** ABOUT THIS TASK **
In the records below, find the line that contains "Call locate_point to put a point on the green" and the line that contains "Call locate_point to put a point on the woman's finger, one". Set down exactly those lines and every line between them, and nothing more.

** Opening EXERCISE MATERIALS block **

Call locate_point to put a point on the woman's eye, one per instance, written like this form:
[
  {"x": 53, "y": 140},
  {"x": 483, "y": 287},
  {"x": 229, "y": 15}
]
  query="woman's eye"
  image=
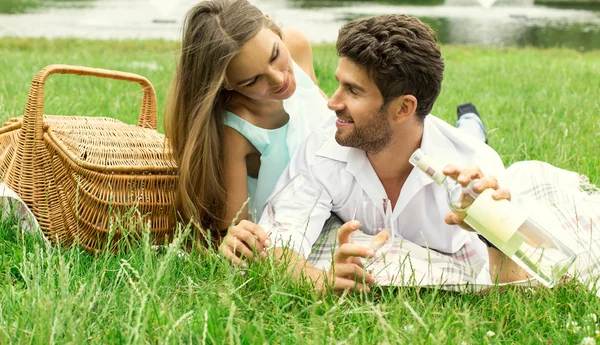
[
  {"x": 276, "y": 55},
  {"x": 252, "y": 83}
]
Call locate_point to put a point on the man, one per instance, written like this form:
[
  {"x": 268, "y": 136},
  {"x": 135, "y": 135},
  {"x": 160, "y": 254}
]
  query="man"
[{"x": 390, "y": 74}]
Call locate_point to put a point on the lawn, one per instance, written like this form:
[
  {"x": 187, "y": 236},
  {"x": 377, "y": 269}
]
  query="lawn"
[{"x": 536, "y": 104}]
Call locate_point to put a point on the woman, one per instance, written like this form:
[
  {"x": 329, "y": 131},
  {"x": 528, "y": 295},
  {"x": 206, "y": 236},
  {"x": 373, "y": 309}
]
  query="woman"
[{"x": 242, "y": 100}]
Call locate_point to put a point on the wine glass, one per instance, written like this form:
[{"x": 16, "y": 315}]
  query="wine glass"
[
  {"x": 291, "y": 206},
  {"x": 374, "y": 217}
]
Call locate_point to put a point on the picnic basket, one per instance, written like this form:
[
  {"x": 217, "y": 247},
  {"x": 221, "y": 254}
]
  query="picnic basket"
[{"x": 79, "y": 174}]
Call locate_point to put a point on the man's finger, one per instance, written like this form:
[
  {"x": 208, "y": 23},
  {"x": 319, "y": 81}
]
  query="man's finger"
[
  {"x": 349, "y": 250},
  {"x": 455, "y": 219},
  {"x": 485, "y": 183},
  {"x": 468, "y": 174},
  {"x": 352, "y": 271},
  {"x": 451, "y": 170},
  {"x": 501, "y": 193},
  {"x": 345, "y": 231},
  {"x": 379, "y": 240}
]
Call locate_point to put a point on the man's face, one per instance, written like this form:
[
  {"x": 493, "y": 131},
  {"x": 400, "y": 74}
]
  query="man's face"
[{"x": 362, "y": 123}]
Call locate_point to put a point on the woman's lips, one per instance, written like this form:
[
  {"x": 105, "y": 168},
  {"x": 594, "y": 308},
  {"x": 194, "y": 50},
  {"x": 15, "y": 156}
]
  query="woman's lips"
[{"x": 284, "y": 87}]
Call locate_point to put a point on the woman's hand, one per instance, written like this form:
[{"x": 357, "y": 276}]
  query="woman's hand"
[
  {"x": 464, "y": 177},
  {"x": 245, "y": 240}
]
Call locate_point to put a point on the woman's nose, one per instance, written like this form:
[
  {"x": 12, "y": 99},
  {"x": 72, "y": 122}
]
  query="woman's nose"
[{"x": 276, "y": 78}]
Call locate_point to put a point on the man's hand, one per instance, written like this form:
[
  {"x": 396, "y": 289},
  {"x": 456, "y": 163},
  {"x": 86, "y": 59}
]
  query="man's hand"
[
  {"x": 347, "y": 272},
  {"x": 464, "y": 177},
  {"x": 245, "y": 240}
]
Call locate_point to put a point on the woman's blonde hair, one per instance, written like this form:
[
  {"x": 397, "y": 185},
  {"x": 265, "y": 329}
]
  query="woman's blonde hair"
[{"x": 214, "y": 32}]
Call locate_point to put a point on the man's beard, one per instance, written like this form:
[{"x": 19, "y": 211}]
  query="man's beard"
[{"x": 372, "y": 136}]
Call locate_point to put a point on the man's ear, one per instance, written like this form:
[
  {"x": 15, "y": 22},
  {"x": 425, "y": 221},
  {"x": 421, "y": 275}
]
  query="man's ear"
[
  {"x": 227, "y": 86},
  {"x": 404, "y": 107}
]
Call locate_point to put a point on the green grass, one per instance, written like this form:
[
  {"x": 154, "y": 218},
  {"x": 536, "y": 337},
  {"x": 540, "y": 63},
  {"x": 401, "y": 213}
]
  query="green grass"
[{"x": 537, "y": 104}]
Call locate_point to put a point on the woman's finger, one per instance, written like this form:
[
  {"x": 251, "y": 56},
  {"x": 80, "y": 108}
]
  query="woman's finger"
[
  {"x": 237, "y": 246},
  {"x": 260, "y": 234},
  {"x": 229, "y": 255},
  {"x": 248, "y": 239}
]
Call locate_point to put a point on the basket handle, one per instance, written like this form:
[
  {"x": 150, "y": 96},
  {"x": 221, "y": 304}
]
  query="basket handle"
[{"x": 33, "y": 118}]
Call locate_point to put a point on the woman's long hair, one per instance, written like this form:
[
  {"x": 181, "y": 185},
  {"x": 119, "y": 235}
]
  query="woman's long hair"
[{"x": 214, "y": 32}]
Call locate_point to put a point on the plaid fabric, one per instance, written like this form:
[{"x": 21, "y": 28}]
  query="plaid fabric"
[{"x": 564, "y": 202}]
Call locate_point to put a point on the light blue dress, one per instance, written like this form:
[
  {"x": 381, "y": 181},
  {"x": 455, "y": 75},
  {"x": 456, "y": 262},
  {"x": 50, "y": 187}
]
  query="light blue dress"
[{"x": 307, "y": 109}]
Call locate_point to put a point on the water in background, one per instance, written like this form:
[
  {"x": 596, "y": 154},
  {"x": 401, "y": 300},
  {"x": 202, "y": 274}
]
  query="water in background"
[{"x": 481, "y": 22}]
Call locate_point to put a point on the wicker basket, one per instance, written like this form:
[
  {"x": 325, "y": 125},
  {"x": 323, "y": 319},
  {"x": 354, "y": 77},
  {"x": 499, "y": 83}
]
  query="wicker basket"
[{"x": 79, "y": 174}]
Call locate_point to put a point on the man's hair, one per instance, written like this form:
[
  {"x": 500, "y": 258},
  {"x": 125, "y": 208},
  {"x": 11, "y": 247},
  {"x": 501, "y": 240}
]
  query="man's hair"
[{"x": 400, "y": 54}]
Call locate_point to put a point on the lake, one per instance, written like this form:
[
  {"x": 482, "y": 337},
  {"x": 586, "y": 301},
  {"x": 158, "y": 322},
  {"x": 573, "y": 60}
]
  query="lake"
[{"x": 479, "y": 22}]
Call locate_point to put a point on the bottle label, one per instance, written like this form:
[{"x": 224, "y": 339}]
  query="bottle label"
[{"x": 497, "y": 218}]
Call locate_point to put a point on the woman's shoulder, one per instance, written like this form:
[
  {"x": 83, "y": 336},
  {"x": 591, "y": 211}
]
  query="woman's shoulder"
[{"x": 300, "y": 51}]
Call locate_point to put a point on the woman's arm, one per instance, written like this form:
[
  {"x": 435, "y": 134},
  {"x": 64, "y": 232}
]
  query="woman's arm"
[
  {"x": 246, "y": 241},
  {"x": 301, "y": 52},
  {"x": 235, "y": 150}
]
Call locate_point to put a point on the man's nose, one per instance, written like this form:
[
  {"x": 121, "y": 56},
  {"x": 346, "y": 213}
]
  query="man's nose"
[{"x": 334, "y": 102}]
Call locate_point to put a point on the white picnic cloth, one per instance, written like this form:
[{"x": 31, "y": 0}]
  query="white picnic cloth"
[{"x": 564, "y": 202}]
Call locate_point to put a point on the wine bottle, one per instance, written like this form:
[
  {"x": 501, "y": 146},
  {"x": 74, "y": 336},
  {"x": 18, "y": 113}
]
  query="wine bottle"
[{"x": 506, "y": 226}]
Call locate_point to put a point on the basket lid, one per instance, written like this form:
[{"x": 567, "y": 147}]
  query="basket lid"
[{"x": 107, "y": 145}]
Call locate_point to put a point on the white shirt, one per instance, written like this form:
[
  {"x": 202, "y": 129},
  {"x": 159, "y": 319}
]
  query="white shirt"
[{"x": 347, "y": 177}]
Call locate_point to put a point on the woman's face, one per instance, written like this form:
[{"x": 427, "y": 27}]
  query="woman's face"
[{"x": 263, "y": 69}]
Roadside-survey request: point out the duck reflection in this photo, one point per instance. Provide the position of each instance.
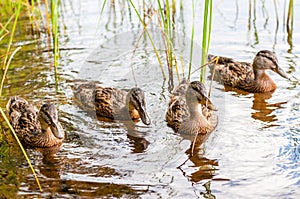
(202, 168)
(263, 110)
(136, 137)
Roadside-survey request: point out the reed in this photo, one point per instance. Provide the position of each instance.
(23, 150)
(206, 31)
(290, 16)
(54, 20)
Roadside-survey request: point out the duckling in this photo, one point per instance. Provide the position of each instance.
(35, 129)
(246, 76)
(190, 110)
(112, 103)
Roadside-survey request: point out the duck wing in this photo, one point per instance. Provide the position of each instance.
(177, 111)
(110, 103)
(231, 72)
(23, 118)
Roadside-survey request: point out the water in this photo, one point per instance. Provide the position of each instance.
(254, 151)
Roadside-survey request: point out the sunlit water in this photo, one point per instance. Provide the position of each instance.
(253, 153)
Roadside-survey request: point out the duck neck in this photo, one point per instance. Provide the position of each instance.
(196, 111)
(263, 82)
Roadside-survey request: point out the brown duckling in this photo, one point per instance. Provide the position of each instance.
(36, 129)
(190, 110)
(112, 103)
(246, 76)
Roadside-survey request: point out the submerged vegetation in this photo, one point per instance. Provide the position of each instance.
(44, 23)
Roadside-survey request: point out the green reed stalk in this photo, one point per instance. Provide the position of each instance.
(207, 23)
(12, 33)
(192, 40)
(290, 18)
(23, 150)
(276, 13)
(54, 20)
(149, 36)
(6, 68)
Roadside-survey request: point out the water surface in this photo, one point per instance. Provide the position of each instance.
(254, 152)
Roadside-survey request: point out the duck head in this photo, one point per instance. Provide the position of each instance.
(48, 117)
(196, 95)
(265, 60)
(136, 101)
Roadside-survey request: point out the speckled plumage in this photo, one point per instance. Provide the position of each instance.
(190, 111)
(246, 76)
(112, 103)
(37, 129)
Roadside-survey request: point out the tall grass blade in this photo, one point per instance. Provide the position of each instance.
(12, 32)
(6, 68)
(149, 36)
(23, 150)
(192, 41)
(54, 20)
(290, 18)
(207, 23)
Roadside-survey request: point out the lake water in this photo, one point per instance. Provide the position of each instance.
(253, 153)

** Closing EXERCISE MATERIALS block **

** SOLUTION **
Call locate_point to put a point on the green grass, one per instance, written like this form:
[
  {"x": 154, "y": 218},
  {"x": 536, "y": 337},
  {"x": 540, "y": 63},
  {"x": 401, "y": 213}
]
  query="green grass"
[{"x": 537, "y": 104}]
Call locate_point to put a point on the woman's finger, one per instance, written like this form:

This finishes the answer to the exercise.